Text block:

★ ★ ★

# Size of Mercury 20 HP 4 Stroke vs. 9.9



## schinkr1 (Mar 5, 2016)

I heard the newer Mercury 15/20 HP motors are the same size as the older 9.9 in terms of exterior case. Anyone know if that is true. If so, how far back i.e. is a 2013 the same size as the 2015, etc? Reason I ask, looking to "re-sticker" the case with a 9.9 kit to push a heavier hull.


----------



## billyjoebigdaddy (Mar 5, 2016)

I can tell you that the 8 and 9.9 are 208cc and the 15 and 20 are 351cc. So I doubt the case could be the same size.


----------



## turbotodd (Mar 5, 2016)

The 15/20 Mercury/Tohatsu/Nissan (all the same motor with the exception of the paint and decals) are considerably larger than the old 9.9's.


----------



## schinkr1 (Mar 6, 2016)

I must have misunderstood what I was hearing. The lake is restricted to 9.9 or less and I know for a fact most are running 15 hp outboards with decals. Maybe what I heard was the old 9.9 was the same size as the 15, but is no longer the case. The new 15hp is now bigger than the 9.9 hp, but same as the 20hp, so if you are going to cheat, then cheat with the 20hp. Does that sound more reasonable?

★ ★ ★

Source material:
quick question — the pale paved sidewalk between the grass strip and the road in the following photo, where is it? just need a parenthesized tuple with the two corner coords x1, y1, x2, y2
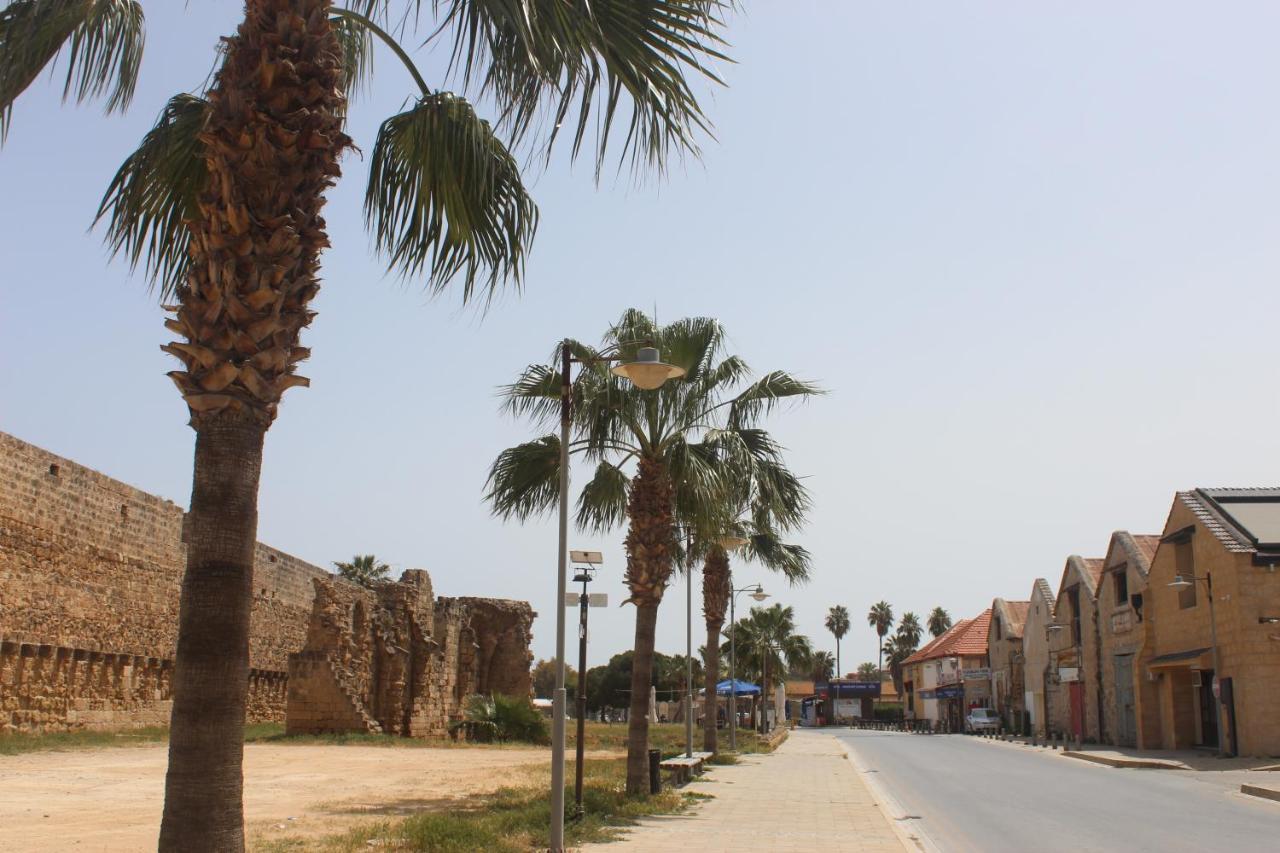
(582, 730, 904, 853)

★ ★ ★

Directions:
1) Repeat the part of the outboard thread starting at "I heard the" and ending at "the same size.".
2) In the outboard thread, condense the paragraph beginning "I must have misunderstood" into a short bulleted list that keeps its main facts.
3) According to the outboard thread, what is the displacement of the 15 and 20 hp motors?
The data above was drawn from a different source than the outboard thread.

Answers for this exercise:
1)
I heard the newer Mercury 15/20 HP motors are the same size as the older 9.9 in terms of exterior case. Anyone know if that is true. If so, how far back i.e. is a 2013 the same size as the 2015, etc? Reason I ask, looking to "re-sticker" the case with a 9.9 kit to push a heavier hull.


----------



## billyjoebigdaddy (Mar 5, 2016)

I can tell you that the 8 and 9.9 are 208cc and the 15 and 20 are 351cc. So I doubt the case could be the same size.

2)
- The poster thinks they misunderstood what they heard.
- The lake is limited to 9.9 hp or less, yet most people run 15 hp outboards with decals.
- What they heard may have been that the old 9.9 was the same size as the 15, which is no longer true.
- The new 15 hp is bigger than the 9.9 hp and the same as the 20 hp.
- So anyone who plans to cheat should do it with the 20 hp.
- They ask whether that sounds more reasonable.

3) 351cc.